[Stored items]
____

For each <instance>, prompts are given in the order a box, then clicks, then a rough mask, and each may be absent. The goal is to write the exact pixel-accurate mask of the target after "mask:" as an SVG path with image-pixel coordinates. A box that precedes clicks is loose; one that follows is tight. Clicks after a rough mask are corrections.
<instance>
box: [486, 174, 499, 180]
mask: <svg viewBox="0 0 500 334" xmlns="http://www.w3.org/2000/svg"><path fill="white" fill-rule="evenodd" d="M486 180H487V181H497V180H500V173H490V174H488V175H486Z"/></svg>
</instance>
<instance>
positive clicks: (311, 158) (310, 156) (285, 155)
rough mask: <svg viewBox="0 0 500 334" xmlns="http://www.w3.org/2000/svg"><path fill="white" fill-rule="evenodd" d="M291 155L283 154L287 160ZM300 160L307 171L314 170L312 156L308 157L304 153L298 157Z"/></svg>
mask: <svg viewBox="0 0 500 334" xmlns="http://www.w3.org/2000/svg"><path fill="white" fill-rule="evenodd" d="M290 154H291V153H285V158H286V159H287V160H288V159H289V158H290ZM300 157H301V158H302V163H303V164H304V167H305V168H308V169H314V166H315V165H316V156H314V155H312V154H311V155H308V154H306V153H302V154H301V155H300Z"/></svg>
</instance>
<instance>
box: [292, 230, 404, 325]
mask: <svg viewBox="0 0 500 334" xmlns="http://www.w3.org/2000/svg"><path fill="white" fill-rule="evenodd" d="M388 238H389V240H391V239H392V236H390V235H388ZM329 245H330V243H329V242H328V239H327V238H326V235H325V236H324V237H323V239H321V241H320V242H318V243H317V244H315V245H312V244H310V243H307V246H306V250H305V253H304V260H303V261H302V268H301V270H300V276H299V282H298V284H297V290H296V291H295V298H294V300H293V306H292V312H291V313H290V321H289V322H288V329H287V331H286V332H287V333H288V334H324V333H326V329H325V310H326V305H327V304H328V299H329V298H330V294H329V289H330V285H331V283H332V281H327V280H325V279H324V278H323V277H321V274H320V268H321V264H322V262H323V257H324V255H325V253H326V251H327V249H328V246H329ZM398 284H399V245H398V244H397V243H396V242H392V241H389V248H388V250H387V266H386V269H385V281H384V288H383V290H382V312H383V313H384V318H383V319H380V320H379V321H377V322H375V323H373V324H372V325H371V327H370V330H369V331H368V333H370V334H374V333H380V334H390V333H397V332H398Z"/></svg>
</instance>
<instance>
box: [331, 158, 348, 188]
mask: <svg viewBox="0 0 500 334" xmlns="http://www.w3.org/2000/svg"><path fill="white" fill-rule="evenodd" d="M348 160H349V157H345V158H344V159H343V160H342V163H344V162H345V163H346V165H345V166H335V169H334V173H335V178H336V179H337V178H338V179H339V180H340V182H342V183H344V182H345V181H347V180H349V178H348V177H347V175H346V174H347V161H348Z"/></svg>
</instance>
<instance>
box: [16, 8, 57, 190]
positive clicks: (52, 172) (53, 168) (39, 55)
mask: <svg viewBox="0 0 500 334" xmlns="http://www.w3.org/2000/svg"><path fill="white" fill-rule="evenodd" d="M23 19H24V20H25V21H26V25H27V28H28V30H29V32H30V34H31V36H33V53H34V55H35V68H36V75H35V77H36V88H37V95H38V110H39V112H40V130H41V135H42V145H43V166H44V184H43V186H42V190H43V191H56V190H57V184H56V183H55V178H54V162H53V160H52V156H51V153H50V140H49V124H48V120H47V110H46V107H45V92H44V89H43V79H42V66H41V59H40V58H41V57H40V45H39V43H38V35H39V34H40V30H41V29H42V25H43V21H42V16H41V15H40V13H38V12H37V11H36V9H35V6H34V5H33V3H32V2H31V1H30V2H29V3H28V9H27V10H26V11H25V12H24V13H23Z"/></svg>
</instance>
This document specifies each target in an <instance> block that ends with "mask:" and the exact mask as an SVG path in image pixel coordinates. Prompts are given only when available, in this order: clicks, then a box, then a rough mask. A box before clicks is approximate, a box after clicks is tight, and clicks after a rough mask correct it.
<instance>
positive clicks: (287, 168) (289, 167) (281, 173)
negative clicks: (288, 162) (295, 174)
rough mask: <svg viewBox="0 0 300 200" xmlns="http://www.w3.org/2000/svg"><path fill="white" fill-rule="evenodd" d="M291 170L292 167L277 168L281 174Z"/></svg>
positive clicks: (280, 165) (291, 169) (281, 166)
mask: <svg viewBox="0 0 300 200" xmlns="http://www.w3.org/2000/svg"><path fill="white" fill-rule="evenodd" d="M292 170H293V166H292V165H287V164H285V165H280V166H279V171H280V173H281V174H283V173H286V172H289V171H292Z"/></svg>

____

**Work item:**
For each line of the data that includes the word "after", return a copy of it.

**Solution for this exercise:**
For each <instance>, prompts are given in the order a box, then clicks, then a rough mask, and each may be absent. The goal is to write the exact pixel-accurate mask of the target after "mask:" as an SVG path with image-pixel coordinates. A box that precedes clicks is loose; one that follows is tight. Clicks after a rough mask are corrections.
This document specifies each target in an <instance> block that ends with "mask:" and the exact mask as an SVG path in image pixel coordinates. Prompts are given only when available, in this order: clicks, then a box, then a rough mask. A box before clicks is approximate, a box after clicks is tight, and clicks after a rough mask correct it.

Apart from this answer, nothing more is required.